GOAL =>
Which lines in the entries below contain the word "orange"? Return each such line in full, treating uppercase and lowercase as different.

[Excerpts from pointing data]
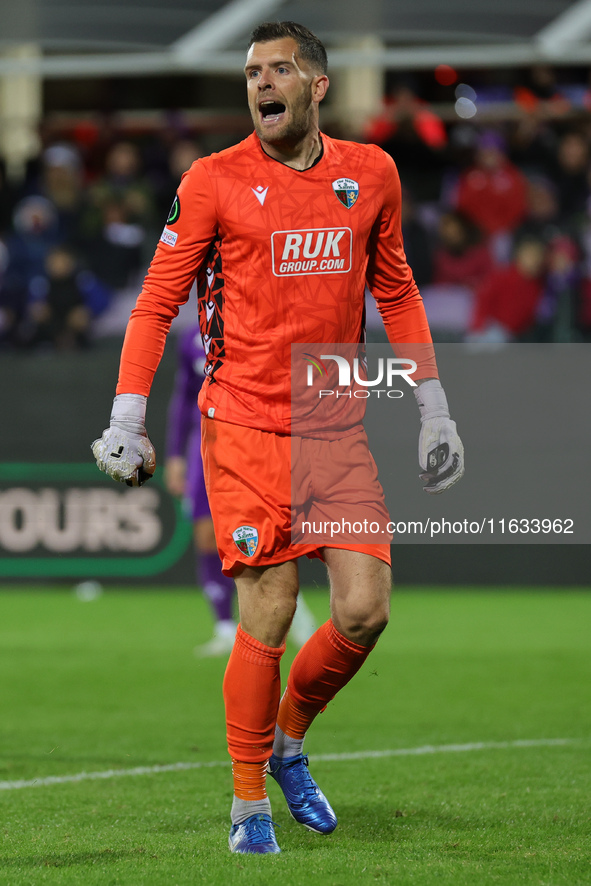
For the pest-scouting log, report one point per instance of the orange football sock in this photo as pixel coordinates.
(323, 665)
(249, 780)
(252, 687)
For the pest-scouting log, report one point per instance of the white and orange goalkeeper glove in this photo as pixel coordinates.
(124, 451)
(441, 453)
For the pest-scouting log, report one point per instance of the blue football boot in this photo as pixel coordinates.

...

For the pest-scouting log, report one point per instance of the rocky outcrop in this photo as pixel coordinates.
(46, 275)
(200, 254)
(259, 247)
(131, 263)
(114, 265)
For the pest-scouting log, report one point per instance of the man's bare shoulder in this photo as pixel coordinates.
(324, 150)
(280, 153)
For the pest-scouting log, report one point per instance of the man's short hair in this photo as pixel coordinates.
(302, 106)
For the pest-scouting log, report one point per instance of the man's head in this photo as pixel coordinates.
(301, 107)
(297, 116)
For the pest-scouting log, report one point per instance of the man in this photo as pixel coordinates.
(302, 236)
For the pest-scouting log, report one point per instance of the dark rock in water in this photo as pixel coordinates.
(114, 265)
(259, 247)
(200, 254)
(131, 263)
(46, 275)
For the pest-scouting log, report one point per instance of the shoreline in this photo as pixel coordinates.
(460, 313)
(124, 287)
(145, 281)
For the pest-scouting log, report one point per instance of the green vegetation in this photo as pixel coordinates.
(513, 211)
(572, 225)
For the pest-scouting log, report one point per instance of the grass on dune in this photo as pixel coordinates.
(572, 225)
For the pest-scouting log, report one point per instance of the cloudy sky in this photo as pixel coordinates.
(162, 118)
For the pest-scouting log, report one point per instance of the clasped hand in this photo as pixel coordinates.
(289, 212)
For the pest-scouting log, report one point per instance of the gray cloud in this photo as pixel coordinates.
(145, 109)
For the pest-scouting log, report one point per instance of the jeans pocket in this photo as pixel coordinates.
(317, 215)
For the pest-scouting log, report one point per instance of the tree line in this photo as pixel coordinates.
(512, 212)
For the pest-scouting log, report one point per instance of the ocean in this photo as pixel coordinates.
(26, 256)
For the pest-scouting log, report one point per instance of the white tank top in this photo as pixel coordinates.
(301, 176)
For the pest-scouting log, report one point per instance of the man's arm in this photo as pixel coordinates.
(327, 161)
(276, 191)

RESPONSE TO THE EXERCISE =>
For the pest-scouting log, report one point per instance of the orange football sock in this photo as pixel coordinates.
For the pest-scouting log, report one point per instance of the white and orange goalkeeper glove in this photo as pixel coordinates.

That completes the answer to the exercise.